--- Start Extracted information ---

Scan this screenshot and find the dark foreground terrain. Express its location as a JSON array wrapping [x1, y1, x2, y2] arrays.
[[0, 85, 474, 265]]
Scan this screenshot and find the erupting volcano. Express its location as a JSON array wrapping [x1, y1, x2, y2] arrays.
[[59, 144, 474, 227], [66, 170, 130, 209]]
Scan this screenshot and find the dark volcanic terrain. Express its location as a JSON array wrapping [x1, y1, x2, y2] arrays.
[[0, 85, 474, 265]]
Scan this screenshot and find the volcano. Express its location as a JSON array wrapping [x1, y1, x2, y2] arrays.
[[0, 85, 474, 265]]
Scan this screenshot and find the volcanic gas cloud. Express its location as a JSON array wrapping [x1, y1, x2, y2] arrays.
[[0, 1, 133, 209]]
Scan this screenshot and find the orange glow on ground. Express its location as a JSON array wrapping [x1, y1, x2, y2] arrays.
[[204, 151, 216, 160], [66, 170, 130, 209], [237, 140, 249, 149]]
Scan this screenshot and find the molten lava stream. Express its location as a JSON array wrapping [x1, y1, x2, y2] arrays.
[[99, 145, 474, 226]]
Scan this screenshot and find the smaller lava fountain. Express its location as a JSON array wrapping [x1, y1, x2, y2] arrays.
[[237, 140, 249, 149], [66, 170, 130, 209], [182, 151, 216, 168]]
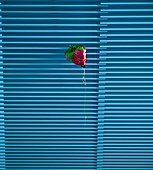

--- End Extracted information ---

Please copy the entries starting with the line with "Scan this screenshot and find the volcano." and going on through the end of the entries, changing "screenshot" to "image" and leaving everything else as it is. Omit the pictures from your answer.

Finished answer:
Scan this image and find the volcano. Express its location as a JSON array wrapping [x1, y1, x2, y2] arrays.
[[0, 85, 474, 265]]
Scan this image and find the volcanic gas cloud. Express its location as a JSON array wrapping [x1, y1, x2, y2] arrays.
[[0, 1, 133, 209]]
Scan this image and find the orange glow on ground. Express its location as a JSON array wrapping [x1, y1, x2, y2] arrays.
[[204, 151, 216, 160], [66, 170, 130, 209], [237, 140, 249, 149]]
Scan this image and find the molten lava stream. Express its location as a JSON array wrapping [x1, y1, x2, y2] arrays.
[[99, 145, 474, 226]]
Scan this image and find the smaller lava fountain. Express its location as a JSON array wrapping [x1, y1, x2, y2] arrays.
[[237, 140, 249, 149], [66, 170, 130, 209], [182, 151, 216, 168]]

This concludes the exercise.